## INPUT FOR THIS TASK

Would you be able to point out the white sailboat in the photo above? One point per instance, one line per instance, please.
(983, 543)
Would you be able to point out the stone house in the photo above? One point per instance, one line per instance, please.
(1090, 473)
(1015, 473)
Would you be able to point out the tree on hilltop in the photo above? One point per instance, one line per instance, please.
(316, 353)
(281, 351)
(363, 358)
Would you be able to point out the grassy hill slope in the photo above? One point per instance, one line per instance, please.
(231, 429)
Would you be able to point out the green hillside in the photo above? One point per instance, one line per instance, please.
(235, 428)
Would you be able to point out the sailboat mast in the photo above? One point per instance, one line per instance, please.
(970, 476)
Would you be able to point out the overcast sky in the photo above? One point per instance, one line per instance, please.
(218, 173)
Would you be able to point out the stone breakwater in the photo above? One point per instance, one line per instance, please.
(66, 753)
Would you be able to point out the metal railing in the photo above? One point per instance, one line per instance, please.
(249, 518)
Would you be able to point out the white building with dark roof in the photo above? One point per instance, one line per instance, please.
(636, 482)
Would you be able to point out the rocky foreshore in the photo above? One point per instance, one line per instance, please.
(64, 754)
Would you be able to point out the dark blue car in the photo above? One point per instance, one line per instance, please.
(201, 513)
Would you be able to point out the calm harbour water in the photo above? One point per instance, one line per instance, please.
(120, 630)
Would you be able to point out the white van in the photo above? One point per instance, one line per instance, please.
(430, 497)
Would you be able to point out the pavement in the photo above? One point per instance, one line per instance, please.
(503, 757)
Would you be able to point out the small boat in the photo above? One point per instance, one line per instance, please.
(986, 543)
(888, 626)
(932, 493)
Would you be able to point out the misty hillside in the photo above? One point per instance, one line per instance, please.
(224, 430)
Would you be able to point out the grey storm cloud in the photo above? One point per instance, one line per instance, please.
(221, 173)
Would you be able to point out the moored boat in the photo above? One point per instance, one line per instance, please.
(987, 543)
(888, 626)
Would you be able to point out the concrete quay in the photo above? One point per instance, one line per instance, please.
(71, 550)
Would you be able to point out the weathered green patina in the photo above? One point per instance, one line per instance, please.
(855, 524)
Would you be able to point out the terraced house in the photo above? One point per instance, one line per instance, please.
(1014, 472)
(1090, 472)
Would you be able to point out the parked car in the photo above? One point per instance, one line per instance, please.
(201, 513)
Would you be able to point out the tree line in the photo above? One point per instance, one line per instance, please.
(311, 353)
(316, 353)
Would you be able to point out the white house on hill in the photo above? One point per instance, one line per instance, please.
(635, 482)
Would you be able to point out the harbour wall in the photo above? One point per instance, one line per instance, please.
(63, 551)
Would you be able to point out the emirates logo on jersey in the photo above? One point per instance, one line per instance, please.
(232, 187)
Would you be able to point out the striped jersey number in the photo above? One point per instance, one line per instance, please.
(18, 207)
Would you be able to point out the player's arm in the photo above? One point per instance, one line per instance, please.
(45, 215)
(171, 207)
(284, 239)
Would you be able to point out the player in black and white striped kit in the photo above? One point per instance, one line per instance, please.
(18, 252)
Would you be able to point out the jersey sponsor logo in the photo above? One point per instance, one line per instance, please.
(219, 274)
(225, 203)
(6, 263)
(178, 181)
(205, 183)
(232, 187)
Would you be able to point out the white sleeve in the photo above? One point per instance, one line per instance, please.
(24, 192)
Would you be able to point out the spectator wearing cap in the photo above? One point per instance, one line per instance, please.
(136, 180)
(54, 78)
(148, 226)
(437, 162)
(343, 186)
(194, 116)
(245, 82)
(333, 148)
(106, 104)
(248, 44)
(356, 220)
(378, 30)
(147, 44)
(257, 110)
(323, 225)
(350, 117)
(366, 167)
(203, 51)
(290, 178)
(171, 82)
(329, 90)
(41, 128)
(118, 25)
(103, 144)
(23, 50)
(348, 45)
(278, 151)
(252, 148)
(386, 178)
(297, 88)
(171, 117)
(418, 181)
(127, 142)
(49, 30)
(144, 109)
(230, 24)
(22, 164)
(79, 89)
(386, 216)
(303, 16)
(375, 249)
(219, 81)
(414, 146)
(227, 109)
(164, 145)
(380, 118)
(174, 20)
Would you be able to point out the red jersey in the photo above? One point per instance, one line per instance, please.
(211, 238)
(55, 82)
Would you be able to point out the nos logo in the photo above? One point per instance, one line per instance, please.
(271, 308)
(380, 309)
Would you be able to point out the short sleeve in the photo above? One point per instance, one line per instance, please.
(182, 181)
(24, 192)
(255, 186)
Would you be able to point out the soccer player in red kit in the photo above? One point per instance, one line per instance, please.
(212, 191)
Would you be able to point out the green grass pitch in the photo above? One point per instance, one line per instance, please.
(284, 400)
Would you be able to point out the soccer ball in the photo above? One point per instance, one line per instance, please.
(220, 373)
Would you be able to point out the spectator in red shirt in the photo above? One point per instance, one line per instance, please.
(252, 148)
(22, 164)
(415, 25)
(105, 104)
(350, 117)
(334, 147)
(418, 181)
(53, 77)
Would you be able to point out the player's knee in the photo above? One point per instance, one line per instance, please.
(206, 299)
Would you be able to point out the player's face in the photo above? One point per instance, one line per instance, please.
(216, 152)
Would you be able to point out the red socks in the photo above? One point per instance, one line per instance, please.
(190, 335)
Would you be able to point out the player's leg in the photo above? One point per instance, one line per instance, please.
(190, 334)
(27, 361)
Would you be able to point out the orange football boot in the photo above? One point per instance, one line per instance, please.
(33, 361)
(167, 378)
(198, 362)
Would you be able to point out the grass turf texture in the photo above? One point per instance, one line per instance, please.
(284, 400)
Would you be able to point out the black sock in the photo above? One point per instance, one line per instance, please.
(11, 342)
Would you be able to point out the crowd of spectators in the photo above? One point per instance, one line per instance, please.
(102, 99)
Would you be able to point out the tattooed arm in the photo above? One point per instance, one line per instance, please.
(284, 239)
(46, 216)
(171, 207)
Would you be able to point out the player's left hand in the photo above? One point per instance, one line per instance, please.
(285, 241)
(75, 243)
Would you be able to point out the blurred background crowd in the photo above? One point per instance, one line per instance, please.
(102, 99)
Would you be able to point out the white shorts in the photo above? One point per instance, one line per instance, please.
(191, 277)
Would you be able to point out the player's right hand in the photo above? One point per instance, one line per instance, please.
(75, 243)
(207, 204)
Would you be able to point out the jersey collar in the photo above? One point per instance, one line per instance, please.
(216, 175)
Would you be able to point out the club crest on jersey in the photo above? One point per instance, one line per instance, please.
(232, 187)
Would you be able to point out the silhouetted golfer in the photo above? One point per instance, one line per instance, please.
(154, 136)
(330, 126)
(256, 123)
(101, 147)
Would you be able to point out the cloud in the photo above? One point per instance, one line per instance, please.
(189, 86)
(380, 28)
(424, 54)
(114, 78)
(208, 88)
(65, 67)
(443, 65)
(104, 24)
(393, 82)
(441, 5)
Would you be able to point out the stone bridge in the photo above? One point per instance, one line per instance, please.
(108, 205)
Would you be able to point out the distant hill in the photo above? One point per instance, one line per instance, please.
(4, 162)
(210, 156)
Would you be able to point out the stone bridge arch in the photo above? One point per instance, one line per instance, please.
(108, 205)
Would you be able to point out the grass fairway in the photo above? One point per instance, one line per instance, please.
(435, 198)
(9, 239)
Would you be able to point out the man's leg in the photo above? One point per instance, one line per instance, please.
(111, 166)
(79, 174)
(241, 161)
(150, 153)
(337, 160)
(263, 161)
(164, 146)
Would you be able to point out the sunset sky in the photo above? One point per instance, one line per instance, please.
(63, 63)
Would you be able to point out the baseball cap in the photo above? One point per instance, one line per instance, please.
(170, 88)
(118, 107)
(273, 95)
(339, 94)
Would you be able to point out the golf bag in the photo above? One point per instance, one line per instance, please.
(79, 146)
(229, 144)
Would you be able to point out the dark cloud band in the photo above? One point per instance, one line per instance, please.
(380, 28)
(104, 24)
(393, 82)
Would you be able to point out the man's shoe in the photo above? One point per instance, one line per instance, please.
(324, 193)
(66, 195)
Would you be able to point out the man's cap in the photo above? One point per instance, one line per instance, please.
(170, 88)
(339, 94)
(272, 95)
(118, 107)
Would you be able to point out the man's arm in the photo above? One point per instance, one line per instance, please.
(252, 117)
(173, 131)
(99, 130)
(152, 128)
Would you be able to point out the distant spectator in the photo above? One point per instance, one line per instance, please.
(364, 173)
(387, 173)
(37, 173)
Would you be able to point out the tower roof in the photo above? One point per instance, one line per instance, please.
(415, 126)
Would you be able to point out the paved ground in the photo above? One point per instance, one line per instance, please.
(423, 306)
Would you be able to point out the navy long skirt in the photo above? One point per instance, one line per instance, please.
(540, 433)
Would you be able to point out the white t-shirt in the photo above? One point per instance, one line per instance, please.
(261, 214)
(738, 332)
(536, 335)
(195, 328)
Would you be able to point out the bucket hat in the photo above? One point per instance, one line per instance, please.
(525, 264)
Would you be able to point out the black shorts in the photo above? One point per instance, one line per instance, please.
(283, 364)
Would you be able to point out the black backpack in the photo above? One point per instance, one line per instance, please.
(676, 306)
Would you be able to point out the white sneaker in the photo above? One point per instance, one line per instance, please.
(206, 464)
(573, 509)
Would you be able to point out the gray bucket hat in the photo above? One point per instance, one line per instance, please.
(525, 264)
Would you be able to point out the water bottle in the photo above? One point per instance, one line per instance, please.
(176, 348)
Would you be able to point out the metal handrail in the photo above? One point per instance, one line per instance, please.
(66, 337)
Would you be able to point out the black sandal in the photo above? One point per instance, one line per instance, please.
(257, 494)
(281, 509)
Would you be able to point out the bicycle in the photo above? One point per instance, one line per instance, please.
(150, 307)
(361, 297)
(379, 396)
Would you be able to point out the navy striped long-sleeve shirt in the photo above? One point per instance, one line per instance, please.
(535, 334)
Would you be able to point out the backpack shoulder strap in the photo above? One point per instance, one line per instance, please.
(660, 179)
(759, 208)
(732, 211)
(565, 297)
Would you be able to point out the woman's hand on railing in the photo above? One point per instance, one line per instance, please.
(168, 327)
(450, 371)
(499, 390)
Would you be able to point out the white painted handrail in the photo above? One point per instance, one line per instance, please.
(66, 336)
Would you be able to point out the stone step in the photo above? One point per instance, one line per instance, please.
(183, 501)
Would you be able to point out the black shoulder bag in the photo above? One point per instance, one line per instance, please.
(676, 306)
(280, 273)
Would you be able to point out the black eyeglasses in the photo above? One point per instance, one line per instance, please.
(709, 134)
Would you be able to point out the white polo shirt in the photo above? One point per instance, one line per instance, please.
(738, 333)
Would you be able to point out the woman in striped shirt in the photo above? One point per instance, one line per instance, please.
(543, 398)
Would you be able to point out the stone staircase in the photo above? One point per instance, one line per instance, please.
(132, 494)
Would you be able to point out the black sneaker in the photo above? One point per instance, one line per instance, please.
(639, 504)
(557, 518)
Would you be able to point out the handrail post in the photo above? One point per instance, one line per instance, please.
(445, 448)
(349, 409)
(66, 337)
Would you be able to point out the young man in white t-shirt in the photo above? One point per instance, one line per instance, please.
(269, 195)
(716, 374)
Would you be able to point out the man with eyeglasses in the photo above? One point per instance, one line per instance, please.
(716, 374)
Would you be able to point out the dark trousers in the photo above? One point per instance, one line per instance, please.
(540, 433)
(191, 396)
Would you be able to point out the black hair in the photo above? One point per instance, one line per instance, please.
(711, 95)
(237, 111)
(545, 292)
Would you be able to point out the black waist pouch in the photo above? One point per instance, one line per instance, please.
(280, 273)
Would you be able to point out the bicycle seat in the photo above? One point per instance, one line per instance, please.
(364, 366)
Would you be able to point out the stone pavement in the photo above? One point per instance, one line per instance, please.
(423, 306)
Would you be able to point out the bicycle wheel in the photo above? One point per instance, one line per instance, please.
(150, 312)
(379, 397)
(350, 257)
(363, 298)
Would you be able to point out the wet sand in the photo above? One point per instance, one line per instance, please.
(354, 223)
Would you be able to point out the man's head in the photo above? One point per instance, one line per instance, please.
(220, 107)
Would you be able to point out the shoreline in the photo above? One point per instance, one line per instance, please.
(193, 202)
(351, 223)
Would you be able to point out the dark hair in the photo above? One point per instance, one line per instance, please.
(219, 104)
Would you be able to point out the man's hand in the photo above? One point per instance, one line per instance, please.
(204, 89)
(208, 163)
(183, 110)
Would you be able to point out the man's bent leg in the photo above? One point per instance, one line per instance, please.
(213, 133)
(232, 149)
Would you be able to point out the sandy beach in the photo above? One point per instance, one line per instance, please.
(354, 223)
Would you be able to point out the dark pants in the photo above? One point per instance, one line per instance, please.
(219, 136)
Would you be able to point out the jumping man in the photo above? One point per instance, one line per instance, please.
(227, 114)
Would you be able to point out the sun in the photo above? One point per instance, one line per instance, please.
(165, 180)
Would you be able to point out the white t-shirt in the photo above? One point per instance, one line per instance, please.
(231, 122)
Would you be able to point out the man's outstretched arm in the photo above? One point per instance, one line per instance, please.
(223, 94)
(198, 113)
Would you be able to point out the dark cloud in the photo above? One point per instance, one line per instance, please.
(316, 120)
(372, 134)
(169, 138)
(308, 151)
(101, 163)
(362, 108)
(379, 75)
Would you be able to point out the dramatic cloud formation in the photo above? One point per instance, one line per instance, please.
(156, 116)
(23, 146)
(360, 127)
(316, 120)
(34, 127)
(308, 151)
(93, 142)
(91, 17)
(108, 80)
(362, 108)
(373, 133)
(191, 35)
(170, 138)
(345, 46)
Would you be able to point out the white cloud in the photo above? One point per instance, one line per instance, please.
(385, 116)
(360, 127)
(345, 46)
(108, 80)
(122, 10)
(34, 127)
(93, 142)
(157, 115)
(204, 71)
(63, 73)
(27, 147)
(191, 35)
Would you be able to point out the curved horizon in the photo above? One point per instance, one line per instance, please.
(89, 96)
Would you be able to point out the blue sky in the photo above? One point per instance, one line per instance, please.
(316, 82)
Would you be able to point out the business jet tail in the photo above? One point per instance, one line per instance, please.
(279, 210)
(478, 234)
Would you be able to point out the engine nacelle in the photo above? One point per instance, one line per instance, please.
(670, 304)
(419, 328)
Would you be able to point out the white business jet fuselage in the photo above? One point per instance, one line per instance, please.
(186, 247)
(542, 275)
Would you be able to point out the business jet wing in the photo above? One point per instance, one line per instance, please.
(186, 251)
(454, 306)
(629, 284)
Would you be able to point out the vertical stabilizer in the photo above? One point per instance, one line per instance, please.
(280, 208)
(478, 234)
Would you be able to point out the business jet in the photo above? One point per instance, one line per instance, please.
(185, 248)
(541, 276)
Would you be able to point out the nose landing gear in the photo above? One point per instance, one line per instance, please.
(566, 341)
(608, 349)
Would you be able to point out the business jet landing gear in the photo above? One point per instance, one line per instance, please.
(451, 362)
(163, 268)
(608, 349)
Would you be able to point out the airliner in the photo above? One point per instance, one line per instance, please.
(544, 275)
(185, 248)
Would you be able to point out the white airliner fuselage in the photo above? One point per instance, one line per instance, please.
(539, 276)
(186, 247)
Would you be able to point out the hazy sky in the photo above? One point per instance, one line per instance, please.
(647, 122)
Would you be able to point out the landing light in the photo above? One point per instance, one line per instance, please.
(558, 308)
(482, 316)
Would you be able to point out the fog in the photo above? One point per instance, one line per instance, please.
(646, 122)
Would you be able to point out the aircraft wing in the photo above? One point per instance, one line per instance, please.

## WHAT THE TASK REQUIRES
Your task is to output exactly the lines running from the one with "Would you be able to point out the business jet landing" through the final line of the material above, with both ends included.

## SOLVED EXERCISE
Would you be able to point out the business jet landing gear in the photo above? One point per instance, one line per instance, please.
(451, 362)
(163, 268)
(608, 349)
Would you be able to point out the airliner in the photo above? One point per instance, one line per instance, please.
(544, 275)
(185, 248)
Would you be able to point out the white airliner fuselage in the photo above? One point per instance, one line per instance, please.
(539, 276)
(186, 247)
Would you be able to point out the hazy sky in the photo above? One point per instance, one line per instance, please.
(647, 122)
Would you be able to point out the landing light in the photo above? One point per instance, one line per instance, please.
(558, 308)
(482, 316)
Would you be able to point out the fog in the photo above? One point per instance, one line per instance, please.
(646, 122)
Would you be able to point out the aircraft wing in the photo above? One point per instance, one line per instance, please.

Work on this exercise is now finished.